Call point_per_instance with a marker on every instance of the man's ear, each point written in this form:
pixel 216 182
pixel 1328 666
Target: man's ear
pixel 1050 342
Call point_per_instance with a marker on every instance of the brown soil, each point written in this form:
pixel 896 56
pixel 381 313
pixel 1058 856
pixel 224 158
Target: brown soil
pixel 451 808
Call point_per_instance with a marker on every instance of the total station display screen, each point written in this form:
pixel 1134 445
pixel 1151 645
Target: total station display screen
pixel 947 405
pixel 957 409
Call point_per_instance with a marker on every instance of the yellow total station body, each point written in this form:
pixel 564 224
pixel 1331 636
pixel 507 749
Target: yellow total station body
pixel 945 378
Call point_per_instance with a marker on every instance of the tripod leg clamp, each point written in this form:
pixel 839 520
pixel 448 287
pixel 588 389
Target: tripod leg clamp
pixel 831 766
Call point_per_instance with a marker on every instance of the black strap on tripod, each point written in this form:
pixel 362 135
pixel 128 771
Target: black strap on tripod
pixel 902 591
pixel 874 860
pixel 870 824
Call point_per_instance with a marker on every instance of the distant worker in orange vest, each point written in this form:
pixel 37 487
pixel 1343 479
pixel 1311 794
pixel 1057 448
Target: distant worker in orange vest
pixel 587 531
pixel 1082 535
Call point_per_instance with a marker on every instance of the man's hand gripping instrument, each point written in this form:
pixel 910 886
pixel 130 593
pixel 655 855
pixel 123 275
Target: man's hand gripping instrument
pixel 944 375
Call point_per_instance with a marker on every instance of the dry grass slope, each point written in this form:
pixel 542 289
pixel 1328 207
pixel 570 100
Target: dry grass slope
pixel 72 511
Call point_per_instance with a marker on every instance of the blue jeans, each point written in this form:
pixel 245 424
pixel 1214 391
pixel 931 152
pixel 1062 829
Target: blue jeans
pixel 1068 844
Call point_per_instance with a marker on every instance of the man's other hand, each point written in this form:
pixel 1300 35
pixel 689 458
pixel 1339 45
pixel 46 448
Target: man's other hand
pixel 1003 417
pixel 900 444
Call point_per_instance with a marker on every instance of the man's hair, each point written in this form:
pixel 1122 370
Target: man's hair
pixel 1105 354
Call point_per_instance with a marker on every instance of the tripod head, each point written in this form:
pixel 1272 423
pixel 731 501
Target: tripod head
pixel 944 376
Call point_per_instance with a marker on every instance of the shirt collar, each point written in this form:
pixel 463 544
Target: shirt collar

**Problem to work on**
Quote the part of the listing that opens with the line containing "of the brown" and closes with the line containing "pixel 945 378", including both of those lines, character for character.

**Output below**
Call point_per_instance with a marker on every instance of the brown soil, each point written in this form:
pixel 896 56
pixel 381 313
pixel 1058 856
pixel 224 158
Target: brown soil
pixel 451 808
Call point_per_instance with a marker on every instance of the total station display screen, each point written in this form:
pixel 1134 445
pixel 1151 645
Target: total station display screen
pixel 947 405
pixel 957 409
Call point_per_instance with a marker on every instance of the yellow total station body, each point written in this form:
pixel 564 224
pixel 1331 636
pixel 507 749
Target: yellow total station body
pixel 945 378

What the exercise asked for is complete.